## PASSAGE GIVEN
He didn’t invent the practice, but he certainly implemented it with unparalleled effect. Whitefield regularly drew crowds in the thousands in the fields. As he made ready to return to Georgia, Whitefield handed the reigns of this ministry over to John Wesley, who had recently returned to England in disgrace from a failed missionary post in Georgia. With this new task, Wesley finally came into his own. However, his doctrinal differences with Whitefield accelerated greatly as he took leadership of this ministry and Whitefield sailed over the horizon for the new world.

In 1739, after casting a lot to determine whether he should preach and publish his views on predestination, Wesley received a favorable result and thus preached a message entitled Free Grace. In it, he attacked the doctrines of grace with passion.1 His sermon is below:

How freely does God love the world! While we were yet sinners, “Christ died for the ungodly.” While we were “dead in our sin,” God “spared not his own Son, but delivered him up for us all.” And how freely with him does he “give us all things!” Verily, FREE GRACE is all in all!

First - It is free in all to whom it is given

It does not depend on any power or merit in man; no, not in any degree, neither in whole, nor in part. It does not in anywise depend either on the good works or righteousness of the receiver; not on anything he has done, or anything he is. It does not depend on his endeavors. It does not depend on his good tempers, or good desires, or good purposes and intentions; for all these flow from the free grace of God; they are the streams only, not the fountain.

## EXTRACTED INFORMATION
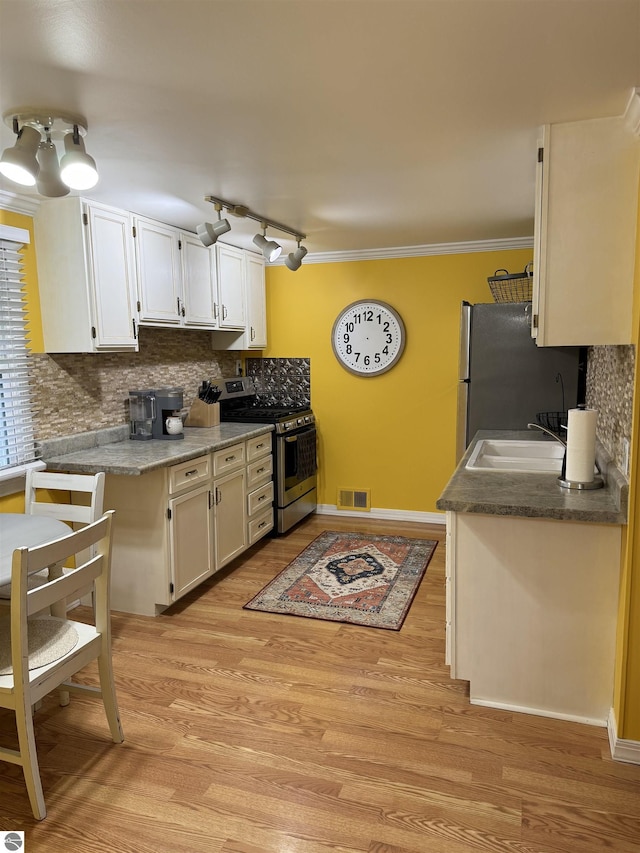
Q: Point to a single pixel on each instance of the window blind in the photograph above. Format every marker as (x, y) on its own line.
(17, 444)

...

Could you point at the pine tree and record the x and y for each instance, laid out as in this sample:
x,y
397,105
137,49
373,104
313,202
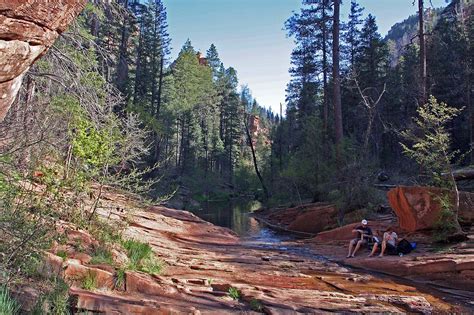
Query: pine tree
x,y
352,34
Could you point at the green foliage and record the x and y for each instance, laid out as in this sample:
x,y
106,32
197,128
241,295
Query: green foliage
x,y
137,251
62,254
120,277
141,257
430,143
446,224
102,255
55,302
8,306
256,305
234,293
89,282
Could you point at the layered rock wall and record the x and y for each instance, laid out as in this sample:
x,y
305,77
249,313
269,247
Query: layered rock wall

--

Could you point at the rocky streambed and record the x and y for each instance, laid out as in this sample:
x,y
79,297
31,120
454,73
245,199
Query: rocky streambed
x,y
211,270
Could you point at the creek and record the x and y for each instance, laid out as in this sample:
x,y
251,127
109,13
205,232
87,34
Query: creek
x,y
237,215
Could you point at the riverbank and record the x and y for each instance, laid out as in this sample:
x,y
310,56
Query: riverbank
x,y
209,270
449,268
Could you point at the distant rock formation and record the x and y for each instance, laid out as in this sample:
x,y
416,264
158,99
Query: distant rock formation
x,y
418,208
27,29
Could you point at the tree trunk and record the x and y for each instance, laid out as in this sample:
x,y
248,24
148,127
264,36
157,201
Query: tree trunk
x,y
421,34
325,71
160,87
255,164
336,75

## SET TASK 1
Decide whether each statement agrees with the passage on Whitefield and Wesley. Answer yes or no, and quote the words from the passage that settle each one. (a) Before taking over the ministry, Wesley had come back to England from an unsuccessful missionary post in Georgia. (b) The sermon Wesley preached in 1739 was titled Free Grace. (c) The passage credits Whitefield with inventing the practice he carried out so effectively.
## SET TASK 2
Continue the passage on Whitefield and Wesley from its final sentence, keeping the voice of the sermon.
The entries above are separate material and do not belong to the passage on Whitefield and Wesley.

## TASK RESPONSE 1
(a) Yes: "who had recently returned to England in disgrace from a failed missionary post in Georgia."
(b) Yes: "In 1739, after casting a lot to determine whether he should preach and publish his views on predestination, Wesley received a favorable result and thus preached a message entitled Free Grace."
(c) No: "He didn’t invent the practice, but he certainly implemented it with unparalleled effect."

## TASK RESPONSE 2
They are the fruits of free grace, and not the root. They are not the cause, but the effects of it. Whatsoever good is in man, or is done by man, God is the author and doer of it. Thus is his grace free in all; that is, no way depending on any power or merit in man, but on God alone, who freely gave us his own Son, and “with him freely giveth us all things.

But it is free for ALL, as well as IN ALL. To this some have answered:

  • No: It is free only for those whom God hath ordained to life; and they are but a little flock. The greater part of God hath ordained to death; and it is not free for them. Them God hateth; and, therefore, before they were born, decreed they should die eternally. And this he absolutely decreed; because so was his good pleasure; because it was his sovereign will. Accordingly, they are born for this, - to be destroyed body and soul in hell. And they grow up under the irrevocable curse of God, without any possibility of redemption; for what grace God gives. he gives only for this, to increase, not prevent, their damnation.

This is that decree of predestination. But methinks I hear one say:

  • This is not the predestination which I hold: I hold only the election of grace. What I believe is not more than this, - that God„ before the foundation of the world, did elect a certain number of men to be justified, sanctified, and glorified. Now, all these will be saved, and none else; for the rest of mankind God leaves to themselves: So they follow the imaginations of their own hearts, which are only evil continually, and, waxing worse and worse, are at length justly punished with everlasting destruction.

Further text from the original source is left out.